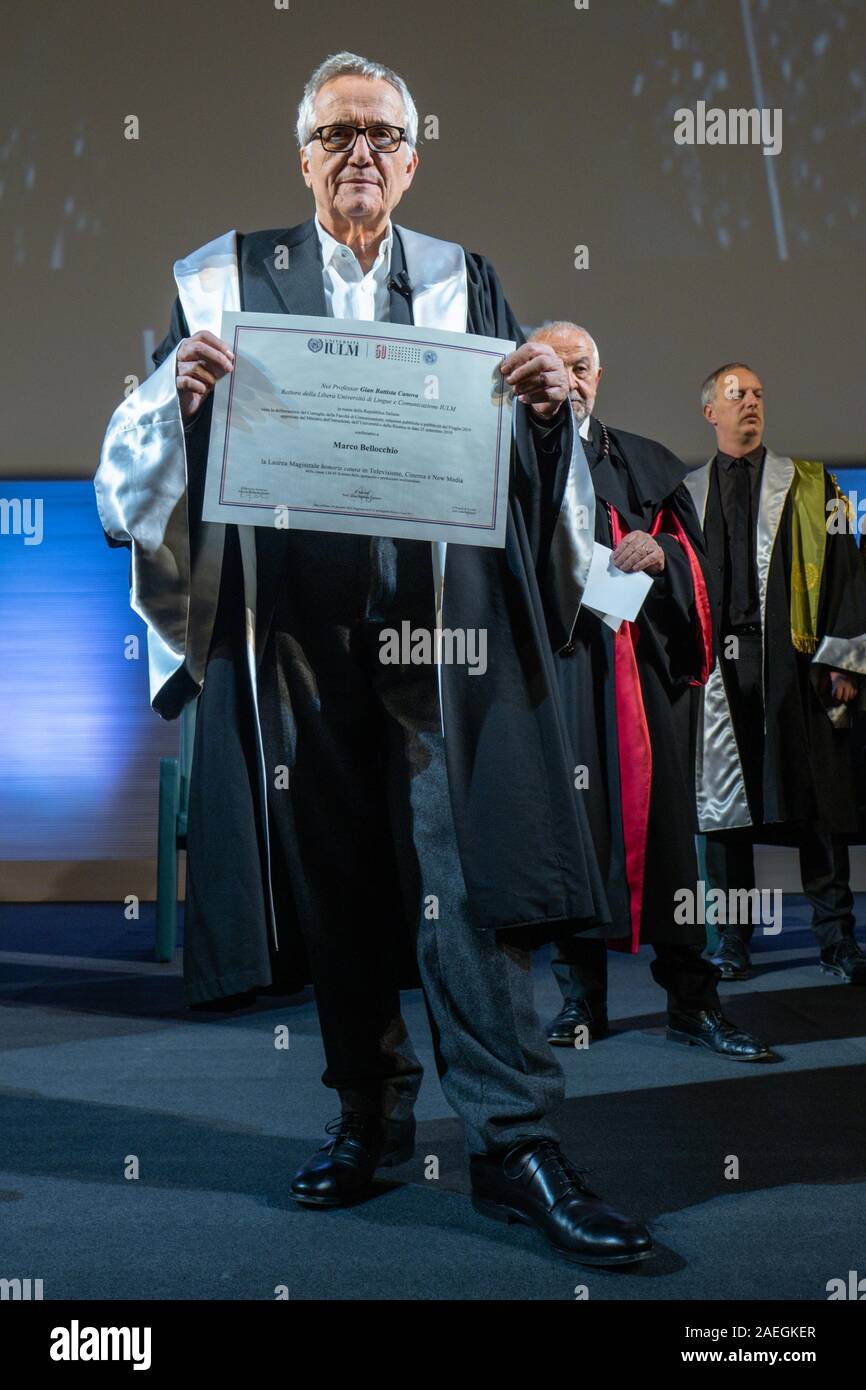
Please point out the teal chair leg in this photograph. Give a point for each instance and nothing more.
(167, 861)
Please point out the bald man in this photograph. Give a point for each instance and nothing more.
(630, 699)
(777, 761)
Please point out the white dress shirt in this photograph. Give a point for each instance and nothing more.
(349, 292)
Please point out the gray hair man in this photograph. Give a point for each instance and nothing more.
(776, 759)
(633, 734)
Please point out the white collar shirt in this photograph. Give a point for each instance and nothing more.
(349, 291)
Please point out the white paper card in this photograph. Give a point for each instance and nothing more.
(610, 592)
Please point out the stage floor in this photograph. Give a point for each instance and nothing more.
(100, 1062)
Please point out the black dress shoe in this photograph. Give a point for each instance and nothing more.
(733, 958)
(711, 1029)
(342, 1169)
(537, 1184)
(845, 961)
(576, 1015)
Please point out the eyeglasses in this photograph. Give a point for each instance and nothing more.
(341, 139)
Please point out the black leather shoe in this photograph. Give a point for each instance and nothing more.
(342, 1169)
(733, 958)
(573, 1016)
(712, 1030)
(537, 1184)
(845, 961)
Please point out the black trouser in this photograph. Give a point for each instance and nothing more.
(730, 855)
(364, 829)
(581, 970)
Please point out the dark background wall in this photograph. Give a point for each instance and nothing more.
(555, 129)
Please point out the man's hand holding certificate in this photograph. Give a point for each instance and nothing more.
(360, 427)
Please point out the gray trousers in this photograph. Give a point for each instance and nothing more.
(367, 840)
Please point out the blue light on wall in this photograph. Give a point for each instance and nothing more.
(79, 745)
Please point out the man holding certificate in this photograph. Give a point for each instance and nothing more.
(380, 737)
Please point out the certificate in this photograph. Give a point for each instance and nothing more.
(360, 427)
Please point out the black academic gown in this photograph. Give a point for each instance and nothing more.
(523, 833)
(637, 744)
(809, 767)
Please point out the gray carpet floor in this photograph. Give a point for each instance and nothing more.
(104, 1073)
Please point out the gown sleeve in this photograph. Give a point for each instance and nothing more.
(676, 620)
(540, 459)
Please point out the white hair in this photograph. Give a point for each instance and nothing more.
(350, 64)
(563, 325)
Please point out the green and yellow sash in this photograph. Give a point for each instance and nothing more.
(809, 544)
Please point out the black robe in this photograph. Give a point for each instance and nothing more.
(523, 833)
(637, 744)
(809, 766)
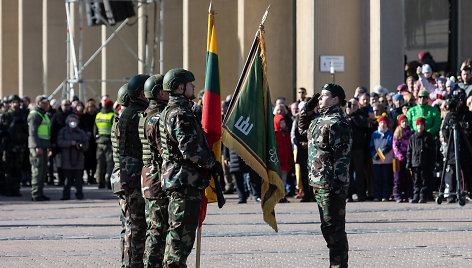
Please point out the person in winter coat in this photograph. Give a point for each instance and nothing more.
(58, 121)
(420, 156)
(382, 155)
(284, 146)
(402, 183)
(72, 142)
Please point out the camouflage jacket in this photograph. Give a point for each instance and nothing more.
(185, 152)
(130, 147)
(329, 145)
(151, 174)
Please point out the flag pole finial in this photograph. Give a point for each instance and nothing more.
(264, 18)
(210, 9)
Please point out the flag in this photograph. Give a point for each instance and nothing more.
(396, 165)
(211, 113)
(380, 154)
(248, 128)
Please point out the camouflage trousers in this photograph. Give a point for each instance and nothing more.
(332, 208)
(13, 171)
(184, 209)
(157, 219)
(104, 163)
(133, 232)
(39, 165)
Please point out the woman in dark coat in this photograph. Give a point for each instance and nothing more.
(72, 141)
(86, 123)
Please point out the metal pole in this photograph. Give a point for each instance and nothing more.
(198, 247)
(161, 37)
(74, 56)
(67, 86)
(103, 45)
(155, 40)
(146, 45)
(79, 75)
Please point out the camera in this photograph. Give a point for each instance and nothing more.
(455, 100)
(80, 146)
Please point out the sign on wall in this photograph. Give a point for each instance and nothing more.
(326, 61)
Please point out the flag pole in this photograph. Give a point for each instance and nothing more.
(199, 228)
(248, 60)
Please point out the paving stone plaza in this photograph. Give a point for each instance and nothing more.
(85, 233)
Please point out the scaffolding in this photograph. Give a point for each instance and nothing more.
(74, 58)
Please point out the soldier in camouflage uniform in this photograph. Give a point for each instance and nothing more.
(186, 159)
(329, 144)
(16, 145)
(123, 100)
(156, 199)
(131, 164)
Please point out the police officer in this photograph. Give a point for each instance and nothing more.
(123, 101)
(102, 131)
(329, 143)
(38, 144)
(131, 164)
(186, 156)
(16, 144)
(156, 199)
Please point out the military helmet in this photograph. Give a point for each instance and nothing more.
(13, 97)
(174, 77)
(123, 97)
(153, 85)
(136, 85)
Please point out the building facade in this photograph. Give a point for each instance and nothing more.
(371, 40)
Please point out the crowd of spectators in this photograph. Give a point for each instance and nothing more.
(72, 147)
(398, 152)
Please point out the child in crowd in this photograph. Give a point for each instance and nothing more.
(402, 184)
(420, 156)
(284, 146)
(382, 155)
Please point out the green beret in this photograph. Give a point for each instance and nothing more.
(336, 90)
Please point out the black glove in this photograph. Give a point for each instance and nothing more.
(313, 102)
(217, 169)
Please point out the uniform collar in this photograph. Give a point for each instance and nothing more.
(330, 109)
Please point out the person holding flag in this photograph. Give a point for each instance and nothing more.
(329, 146)
(186, 160)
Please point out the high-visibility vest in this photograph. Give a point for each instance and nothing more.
(104, 123)
(44, 131)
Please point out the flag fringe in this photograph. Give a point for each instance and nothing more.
(268, 177)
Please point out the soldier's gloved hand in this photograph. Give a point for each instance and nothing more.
(217, 169)
(313, 102)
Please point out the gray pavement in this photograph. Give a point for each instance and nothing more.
(85, 233)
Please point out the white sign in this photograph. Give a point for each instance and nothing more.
(326, 61)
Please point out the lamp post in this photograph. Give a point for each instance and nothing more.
(331, 70)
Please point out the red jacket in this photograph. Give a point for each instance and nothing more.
(284, 145)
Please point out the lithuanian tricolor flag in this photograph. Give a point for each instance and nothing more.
(211, 114)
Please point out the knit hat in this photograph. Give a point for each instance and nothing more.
(383, 117)
(398, 96)
(450, 83)
(109, 103)
(423, 93)
(401, 117)
(421, 120)
(402, 87)
(335, 89)
(426, 69)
******************************
- **EXERCISE AIM**
Omit pictures; set down the rest of the material word for word.

- **ANSWER FOR THE TASK**
Please point out the teal chair leg in this photograph. Give a point for each instance and nothing more.
(167, 861)
Please point out the bald man in this photograph. Give a point for each instance and nothing more.
(630, 699)
(777, 761)
Please point out the white dress shirt in this photograph. Give a point for each instance and nothing more.
(349, 292)
Please point out the gray hair man in this photograph. Give a point for each instance and nothing more.
(776, 759)
(633, 734)
Please point out the white collar shirt in this photograph. Give a point for each instance and nothing more.
(349, 291)
Please point out the white paper card in this photograph. Give a point for each instance and nothing more.
(610, 592)
Please point out the stage floor in this photograph. Give a point for each instance and nothing more.
(100, 1062)
Please point out the black dress shoe in this photograph. Give a point for each instance and nothing more.
(733, 958)
(711, 1029)
(342, 1169)
(537, 1184)
(845, 961)
(576, 1015)
Please point out the eyeglasses in this photograph. Give a point for each instance and nothing more.
(341, 139)
Please point out the black leather shoe in this photograph. Give a point for each instance and nothing more.
(342, 1169)
(733, 958)
(573, 1016)
(712, 1030)
(537, 1184)
(845, 961)
Please point out the black trouser in this photograph. Give a point for each instance and nothing more.
(730, 855)
(364, 829)
(581, 970)
Please point out the dark background wall in this photograph. Give a point for each instance and nothing more.
(555, 129)
Please point out the man's hand holding certificate in this photograph. Give a point for each instance and nothing more.
(360, 427)
Please point out the gray trousers in this photograph. Give a point for each instance and nothing more.
(367, 840)
Please point out the blue light on wall in this photograph. Give a point for each instance and nothing more.
(79, 745)
Please point out the man holding certificate in this photograph. Give a point for each instance and nothing more.
(380, 737)
Please point out the certificate in this photograph. Give a point for each instance and nothing more.
(360, 427)
Please point out the black academic gown in this photograph. Give a point for each instance and nothing more.
(523, 833)
(637, 744)
(809, 767)
Please point out the gray carpet floor in this photograph. Give a point for each instance and nothing more.
(104, 1073)
Please point out the gown sleeve in this photograph. Give a point for each instance and nothing more.
(676, 620)
(540, 459)
Please point out the white hair in this photograph. Give a point for each instance and nothing more.
(350, 64)
(563, 325)
Please point out the green and yellow sash in this photograph. Give a point for each instance and nothing more.
(809, 544)
Please point out the black robe in this photograph. Give a point for each instance and nothing more.
(523, 833)
(637, 744)
(809, 766)
Please point out the person in winter coat in this photograph. Give a point for each instance and nothing more.
(58, 121)
(420, 156)
(382, 155)
(284, 146)
(402, 183)
(72, 142)
Please point out the camouflage jacket in this photograph. Give a point for each instance and nothing more.
(185, 152)
(130, 147)
(329, 145)
(151, 174)
Please point out the flag pole finial in this photograph. Give a point for each instance and nothing more.
(264, 18)
(210, 9)
Please point out the flag in this photograph. Give a point for each instance and nothing more.
(396, 165)
(211, 113)
(380, 154)
(248, 128)
Please point out the camouflage trousers in this photograph. Give a point for each instance and nothing more.
(332, 208)
(13, 171)
(184, 209)
(157, 219)
(104, 163)
(133, 232)
(39, 165)
Please point out the woman in dark coat in this photograph. Give a point for each instance and nothing more.
(72, 141)
(86, 123)
Please point out the metal pole in this photograph. Give a point for each instance and nothing more.
(198, 247)
(161, 37)
(74, 56)
(67, 86)
(103, 45)
(155, 40)
(146, 45)
(79, 75)
Please point out the camera in this photograph. Give a point for each instance and nothing more.
(455, 100)
(80, 146)
Please point out the sign on wall in this photograph. Give a point for each instance and nothing more.
(326, 61)
Please point out the flag pole in this photograph. Give a point for each instance and nothing more.
(199, 228)
(248, 60)
Please point out the paving stone plaza in this photograph. Give a point for each instance and nothing more.
(85, 233)
Please point out the scaffolding in this photograph. Give a point for each instance and nothing more.
(74, 58)
Please point out the soldier in camouflage uniform in this photograph. Give a point for each instance and nothing more.
(186, 159)
(329, 144)
(16, 145)
(123, 100)
(156, 199)
(131, 164)
Please point out the police officer in this photograph. Give a point for each instance and nothing more.
(123, 101)
(102, 131)
(329, 143)
(38, 144)
(131, 164)
(186, 156)
(16, 144)
(156, 199)
Please point out the military helmet in this photograph. Give a point for each instance and nothing more.
(13, 97)
(174, 77)
(123, 97)
(153, 85)
(136, 85)
Please point out the building facade in this photograph. Give a point for each instance and nothing more.
(371, 40)
Please point out the crowd of spectators in this photograph. Give a point for each instance and nothing more.
(72, 147)
(398, 152)
Please point out the child in crowd in this photograph. Give a point for each instance and nothing more.
(402, 184)
(420, 156)
(284, 146)
(382, 155)
Please point out the green beret in this photograph. Give a point for each instance and nothing more.
(336, 90)
Please point out the black glove in this photograph. Give a point for each instance and nothing more.
(313, 102)
(217, 169)
Please point out the uniform collar in this photograph. Give a point for each instance and nothing more.
(330, 109)
Please point out the person holding flag in this photograph. Give a point for each instance and nothing more.
(329, 146)
(186, 160)
Please point out the high-visibility vest in this photograph. Give a point for each instance and nothing more.
(104, 123)
(44, 131)
Please point out the flag fringe in this photograph. Give a point for each instance and nothing more.
(268, 177)
Please point out the soldier's gloved hand in this photograph. Give a point for each instance and nothing more.
(217, 169)
(313, 102)
Please point out the gray pavement in this photograph. Give a point for each instance and nothing more.
(85, 233)
Please point out the white sign in this photograph. Give a point for each instance and nothing more.
(326, 61)
Please point out the lamp post in this photograph. Give a point for each instance and nothing more.
(331, 70)
Please point out the red jacket in this photograph. Give a point for each instance and nothing more.
(284, 145)
Please point out the lithuanian tricolor flag in this photograph. Give a point for each instance and nothing more.
(211, 114)
Please point out the knit hat in this photograph. Give a point for each instance and nothing more.
(383, 117)
(398, 96)
(450, 83)
(109, 103)
(423, 93)
(401, 117)
(421, 120)
(402, 87)
(335, 89)
(426, 69)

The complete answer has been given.